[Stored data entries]
+++

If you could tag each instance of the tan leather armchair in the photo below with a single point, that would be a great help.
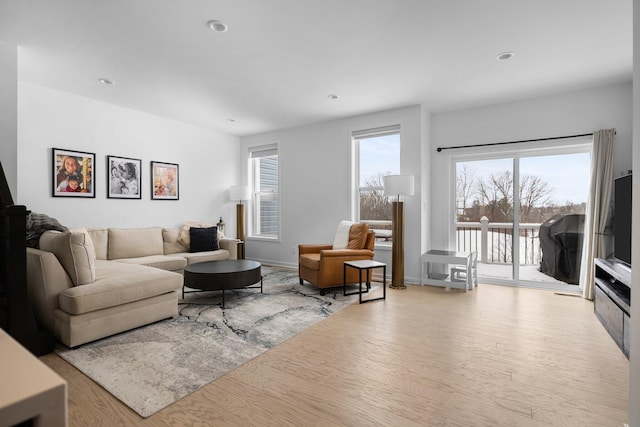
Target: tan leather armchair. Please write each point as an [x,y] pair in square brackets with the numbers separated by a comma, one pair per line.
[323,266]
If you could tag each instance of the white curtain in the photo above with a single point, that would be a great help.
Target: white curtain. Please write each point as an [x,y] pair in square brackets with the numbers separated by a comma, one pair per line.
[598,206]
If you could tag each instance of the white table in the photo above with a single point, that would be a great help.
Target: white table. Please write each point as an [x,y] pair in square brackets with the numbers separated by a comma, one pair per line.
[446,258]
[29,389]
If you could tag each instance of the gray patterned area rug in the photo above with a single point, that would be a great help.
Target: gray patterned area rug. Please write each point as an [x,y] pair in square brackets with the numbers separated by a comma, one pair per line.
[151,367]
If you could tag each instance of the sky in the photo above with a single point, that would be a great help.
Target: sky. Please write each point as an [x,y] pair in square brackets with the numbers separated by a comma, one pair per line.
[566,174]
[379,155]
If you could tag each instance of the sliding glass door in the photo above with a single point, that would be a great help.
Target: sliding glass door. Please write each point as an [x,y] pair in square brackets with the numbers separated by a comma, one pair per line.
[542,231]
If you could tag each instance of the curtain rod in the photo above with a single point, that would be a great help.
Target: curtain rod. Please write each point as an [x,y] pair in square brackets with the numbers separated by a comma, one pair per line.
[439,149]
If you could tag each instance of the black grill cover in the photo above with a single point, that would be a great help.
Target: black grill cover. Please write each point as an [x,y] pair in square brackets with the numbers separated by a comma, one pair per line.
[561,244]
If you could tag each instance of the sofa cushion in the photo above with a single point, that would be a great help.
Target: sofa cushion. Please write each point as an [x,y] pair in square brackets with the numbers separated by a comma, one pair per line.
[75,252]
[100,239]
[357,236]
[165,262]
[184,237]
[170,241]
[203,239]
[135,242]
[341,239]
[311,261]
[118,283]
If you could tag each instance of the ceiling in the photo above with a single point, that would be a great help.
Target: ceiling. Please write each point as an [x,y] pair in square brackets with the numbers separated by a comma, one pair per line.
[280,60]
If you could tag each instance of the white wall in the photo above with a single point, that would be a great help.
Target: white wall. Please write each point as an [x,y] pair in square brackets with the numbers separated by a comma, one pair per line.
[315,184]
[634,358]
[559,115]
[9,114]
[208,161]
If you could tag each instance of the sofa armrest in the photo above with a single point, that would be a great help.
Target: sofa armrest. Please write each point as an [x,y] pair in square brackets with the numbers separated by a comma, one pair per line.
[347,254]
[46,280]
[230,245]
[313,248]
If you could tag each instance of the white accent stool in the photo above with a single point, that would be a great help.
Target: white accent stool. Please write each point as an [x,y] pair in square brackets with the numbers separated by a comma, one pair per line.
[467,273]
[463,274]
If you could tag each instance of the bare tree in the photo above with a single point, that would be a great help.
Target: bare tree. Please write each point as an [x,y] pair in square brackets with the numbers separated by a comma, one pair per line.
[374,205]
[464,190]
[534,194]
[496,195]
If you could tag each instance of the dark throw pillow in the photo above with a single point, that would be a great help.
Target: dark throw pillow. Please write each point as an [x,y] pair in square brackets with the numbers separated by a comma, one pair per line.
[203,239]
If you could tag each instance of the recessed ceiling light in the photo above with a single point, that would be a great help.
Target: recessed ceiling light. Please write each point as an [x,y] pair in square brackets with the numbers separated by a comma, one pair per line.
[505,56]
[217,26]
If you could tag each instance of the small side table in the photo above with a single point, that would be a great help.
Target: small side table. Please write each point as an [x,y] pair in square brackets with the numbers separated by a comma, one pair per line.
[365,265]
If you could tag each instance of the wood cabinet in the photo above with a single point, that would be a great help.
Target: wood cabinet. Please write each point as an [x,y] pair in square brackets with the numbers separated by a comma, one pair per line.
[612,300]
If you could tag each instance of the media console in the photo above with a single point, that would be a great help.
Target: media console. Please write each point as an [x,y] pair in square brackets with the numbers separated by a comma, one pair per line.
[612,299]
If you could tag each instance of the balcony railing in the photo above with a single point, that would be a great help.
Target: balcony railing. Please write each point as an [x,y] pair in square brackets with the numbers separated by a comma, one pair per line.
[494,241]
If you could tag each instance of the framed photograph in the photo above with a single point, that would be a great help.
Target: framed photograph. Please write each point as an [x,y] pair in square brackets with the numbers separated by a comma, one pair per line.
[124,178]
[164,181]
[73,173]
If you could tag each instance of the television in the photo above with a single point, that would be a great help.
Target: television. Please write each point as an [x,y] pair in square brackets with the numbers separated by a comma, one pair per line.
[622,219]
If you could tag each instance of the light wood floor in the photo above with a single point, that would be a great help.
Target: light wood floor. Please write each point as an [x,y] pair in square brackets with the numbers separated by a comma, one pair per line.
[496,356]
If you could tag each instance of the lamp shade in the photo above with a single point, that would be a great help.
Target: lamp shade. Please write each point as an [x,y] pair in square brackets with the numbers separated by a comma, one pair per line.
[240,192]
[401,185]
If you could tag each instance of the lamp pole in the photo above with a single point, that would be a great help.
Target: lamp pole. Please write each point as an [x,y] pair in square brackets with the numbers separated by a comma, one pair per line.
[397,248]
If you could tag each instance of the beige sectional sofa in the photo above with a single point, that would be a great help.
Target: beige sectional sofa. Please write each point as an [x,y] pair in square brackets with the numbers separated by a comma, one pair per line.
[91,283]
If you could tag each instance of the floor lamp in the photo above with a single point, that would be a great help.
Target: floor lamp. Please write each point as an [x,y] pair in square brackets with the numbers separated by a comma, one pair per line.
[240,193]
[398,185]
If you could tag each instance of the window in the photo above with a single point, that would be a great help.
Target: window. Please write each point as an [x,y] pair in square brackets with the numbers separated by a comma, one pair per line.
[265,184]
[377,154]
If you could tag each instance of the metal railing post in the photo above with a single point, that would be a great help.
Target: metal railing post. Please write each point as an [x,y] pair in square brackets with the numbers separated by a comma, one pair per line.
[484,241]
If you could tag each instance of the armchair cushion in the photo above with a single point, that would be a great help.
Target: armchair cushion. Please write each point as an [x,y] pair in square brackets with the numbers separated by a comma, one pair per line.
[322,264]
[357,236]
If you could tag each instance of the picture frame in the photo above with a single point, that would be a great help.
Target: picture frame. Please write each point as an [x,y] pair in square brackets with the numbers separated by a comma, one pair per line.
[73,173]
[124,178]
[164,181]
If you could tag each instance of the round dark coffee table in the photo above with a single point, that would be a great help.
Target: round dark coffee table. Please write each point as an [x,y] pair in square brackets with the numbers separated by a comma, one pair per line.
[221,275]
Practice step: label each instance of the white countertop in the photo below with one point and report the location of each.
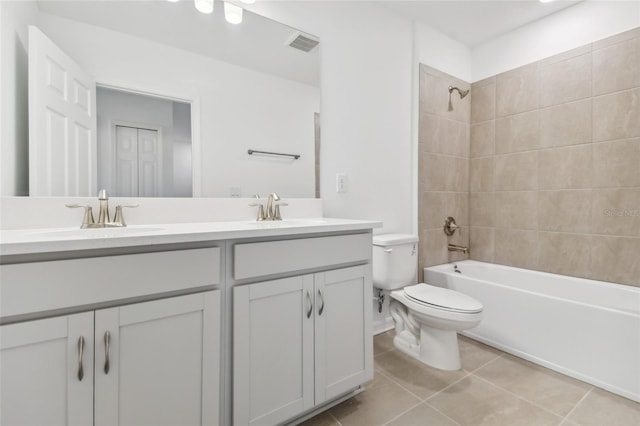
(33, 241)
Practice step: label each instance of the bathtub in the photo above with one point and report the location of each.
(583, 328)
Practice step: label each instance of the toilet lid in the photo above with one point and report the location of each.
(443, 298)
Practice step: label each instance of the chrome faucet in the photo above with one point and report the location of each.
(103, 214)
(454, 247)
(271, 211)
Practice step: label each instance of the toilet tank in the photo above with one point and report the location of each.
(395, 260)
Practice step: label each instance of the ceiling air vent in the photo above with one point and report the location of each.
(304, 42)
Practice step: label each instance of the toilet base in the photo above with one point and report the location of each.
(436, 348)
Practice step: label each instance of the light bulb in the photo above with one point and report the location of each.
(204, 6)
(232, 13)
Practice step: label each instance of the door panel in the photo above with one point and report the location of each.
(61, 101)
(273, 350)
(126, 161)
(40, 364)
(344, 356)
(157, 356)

+++

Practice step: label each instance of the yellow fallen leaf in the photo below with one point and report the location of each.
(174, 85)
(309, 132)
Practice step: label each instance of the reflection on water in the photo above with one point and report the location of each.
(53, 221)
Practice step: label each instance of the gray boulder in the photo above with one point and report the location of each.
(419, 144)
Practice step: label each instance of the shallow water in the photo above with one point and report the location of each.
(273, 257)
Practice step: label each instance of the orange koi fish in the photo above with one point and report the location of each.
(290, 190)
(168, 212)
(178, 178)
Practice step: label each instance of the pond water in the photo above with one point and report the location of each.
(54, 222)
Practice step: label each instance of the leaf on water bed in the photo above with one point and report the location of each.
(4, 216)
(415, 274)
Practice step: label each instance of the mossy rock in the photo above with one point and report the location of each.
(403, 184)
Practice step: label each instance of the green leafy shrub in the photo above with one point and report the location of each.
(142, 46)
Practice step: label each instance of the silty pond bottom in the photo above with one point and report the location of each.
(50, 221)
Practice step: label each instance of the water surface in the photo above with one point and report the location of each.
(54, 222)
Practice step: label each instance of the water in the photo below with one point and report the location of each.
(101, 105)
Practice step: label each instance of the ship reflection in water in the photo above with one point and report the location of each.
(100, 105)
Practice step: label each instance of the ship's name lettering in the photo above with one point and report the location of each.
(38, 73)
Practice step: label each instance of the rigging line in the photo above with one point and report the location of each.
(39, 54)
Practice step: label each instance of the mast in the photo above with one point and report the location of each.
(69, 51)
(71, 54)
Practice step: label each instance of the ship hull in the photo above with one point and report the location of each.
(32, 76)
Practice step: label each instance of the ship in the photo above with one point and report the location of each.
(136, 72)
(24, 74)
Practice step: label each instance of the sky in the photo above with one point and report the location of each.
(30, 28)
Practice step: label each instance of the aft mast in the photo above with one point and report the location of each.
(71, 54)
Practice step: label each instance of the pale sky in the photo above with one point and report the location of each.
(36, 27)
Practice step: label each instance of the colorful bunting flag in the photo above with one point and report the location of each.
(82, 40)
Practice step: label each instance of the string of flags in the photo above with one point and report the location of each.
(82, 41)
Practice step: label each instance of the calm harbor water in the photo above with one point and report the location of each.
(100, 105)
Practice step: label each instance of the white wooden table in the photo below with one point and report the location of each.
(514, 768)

+++

▸ **Exercise description**: Begin at the line above that has "Target: black grill" and stop after the line that has "If you could tag each instance of the ceiling", copying each line exactly and adding nothing else.

▸ **Task solution**:
Target: black grill cover. Please write each point as an [x,y] pair in square brackets with the numbers separated by a comma, one pair per line.
[561,244]
If you could tag each instance of the sofa cushion in the photo above with a single point, that would be a great help.
Target: sofa cushion. Please write each point as an [x,y] pair in square brackets with the numbers separated by a comma, one pair per line.
[75,252]
[100,239]
[357,236]
[165,262]
[184,237]
[170,241]
[203,239]
[135,242]
[341,239]
[311,261]
[118,283]
If you could tag each instance of the ceiling in the photo above with a single point, that would be a great help.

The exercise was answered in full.